Objective 1 —
Decide whether each of the statements (a), (b), and (c) agrees with the forum thread about the dataset. Answer yes or no for each, and quote the words from the thread that decide it.
(a) The expert agent used for the data is a slightly modified version of the behavior agent.
(b) The dataset was collected on the CARLA leaderboard public routes.
(c) The towns used for the dataset include Town07 and Town10HD.
Objective 2 —
Continue the forum thread about the dataset from the point where it stops.

Text excerpt —
⁂

[Question] questions on detailed about dataset #2

Kin-Zhang · 2022-03-23T06:20:25Z

Thanks for providing the codes, it's amazing work. 🤩

Here are some questions after I read the paper and code readme:

Is the dataset provided in the repo the whole dataset as in the paper Table 7 which has 399776 frames?
Is the expert agent from lbc repo as the link is shown here? or as the paper said the CARLA behavior agent as link shown here? Since I didn't see the code for collecting the dataset.
As the dataset said in the paper is collected in all towns, as I knew leaderboard official public routes just have Town01-06 routes file? and I didn't find any additional routes files in this repo? would you mind to release that the route file you collected for data? since if we want to compare with the method it should have the same training routes for fair. If not, the all towns in the paper said, is that includes other towns like Town07 and Town10HD as said in paper table 7? or you also build another map for training?

Looking forward to your reply, and thanks again for this paper and codes.

dotchen · 2022-03-23T15:11:52Z

Thank you for your interest in our project.

Yes
It is a slightly modified version of the behavior agent.
All towns include Town07 and Town10HD. You may follow these instructions to install them in CARLA.

Kin-Zhang · 2022-03-23T15:15:15Z

Thank you for your interest in our project.

Yes

It is a slightly modified version of the behavior agent.

All towns include Town07 and Town10HD. You may follow these instructions to install them in CARLA.

Thanks for replying, and question 3 is about the route file, I knew there are additional maps but the CARLA leaderboard public routes didn't provide the route files about these two. That's why I am curious about it.

Thanks again.

dotchen · 2022-03-23T15:16:37Z

We use randomized routes the collect our dataset. This is similar to our previous project World on Rails.

Kin-Zhang · 2022-03-23T15:17:40Z

We use randomized routes the collect our dataset. This is similar to our previous project World on Rails.

⁂

Supplied entries —
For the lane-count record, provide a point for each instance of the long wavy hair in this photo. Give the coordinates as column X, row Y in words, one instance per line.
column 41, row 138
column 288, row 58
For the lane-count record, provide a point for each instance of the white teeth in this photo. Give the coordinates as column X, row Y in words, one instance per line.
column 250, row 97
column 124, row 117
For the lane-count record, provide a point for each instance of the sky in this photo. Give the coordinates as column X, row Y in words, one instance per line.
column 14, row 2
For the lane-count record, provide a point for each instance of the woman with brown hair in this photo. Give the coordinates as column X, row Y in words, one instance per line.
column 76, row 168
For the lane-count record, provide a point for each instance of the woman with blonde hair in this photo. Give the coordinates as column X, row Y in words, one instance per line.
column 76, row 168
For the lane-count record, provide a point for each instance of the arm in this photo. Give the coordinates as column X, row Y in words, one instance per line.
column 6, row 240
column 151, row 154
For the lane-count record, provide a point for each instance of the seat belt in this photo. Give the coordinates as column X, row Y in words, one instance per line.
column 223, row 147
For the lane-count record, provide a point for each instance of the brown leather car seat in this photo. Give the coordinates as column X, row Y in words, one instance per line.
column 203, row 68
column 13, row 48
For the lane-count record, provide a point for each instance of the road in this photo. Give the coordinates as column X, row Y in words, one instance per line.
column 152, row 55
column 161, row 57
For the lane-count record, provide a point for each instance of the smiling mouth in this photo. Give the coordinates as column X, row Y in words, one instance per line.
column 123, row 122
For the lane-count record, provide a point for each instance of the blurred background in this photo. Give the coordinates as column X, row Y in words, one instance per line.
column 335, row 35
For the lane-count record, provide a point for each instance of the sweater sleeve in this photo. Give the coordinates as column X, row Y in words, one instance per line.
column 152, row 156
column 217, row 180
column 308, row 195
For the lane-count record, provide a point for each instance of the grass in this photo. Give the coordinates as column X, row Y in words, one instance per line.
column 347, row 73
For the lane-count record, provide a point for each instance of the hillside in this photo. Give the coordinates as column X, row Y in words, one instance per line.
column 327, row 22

⁂

Final answer 1 —
(a) Yes: "It is a slightly modified version of the behavior agent."
(b) No: "We use randomized routes the collect our dataset."
(c) Yes: "All towns include Town07 and Town10HD."

Final answer 2 —
Oh, I see. I will try to check again. Thanks for answering. Really appreciate.

Related to: issue comment

Kin-Zhang · 2022-03-23T16:19:56Z

Sorry to bother you, is there any method that I can download the dataset through python script without box account ( I searched for a while which need box SDK and login as subscribed account)
Since when I click the page download... It cannot download at once.

dotchen · 2022-03-23T16:30:50Z

Yes, I also just realized this issue and I am currently compressing the trajectories into .gz files. I will upload them in a few hours.

Kin-Zhang · 2022-03-23T16:39:00Z

ha! thanks for replying so quickly.

btw, I notice even for the business box it still have the maximum upload size which is 150G here

dotchen · 2022-03-23T18:21:35Z

I will split the gz file so each file is around 8G

Kin-Zhang · 2022-03-23T18:36:58Z

I will split the gz file so each file is around 8G

Thanks! and is that possible for once download button to download all? will appear the error as shown above the selected items exceed the download size limit?

dotchen · 2022-03-23T18:53:01Z

Yes should be possible, the files split format are going to be same as the world on rails dataset, except the format is in lmdb and can be directly used with the repo. If not separating them as like two downloads should also work.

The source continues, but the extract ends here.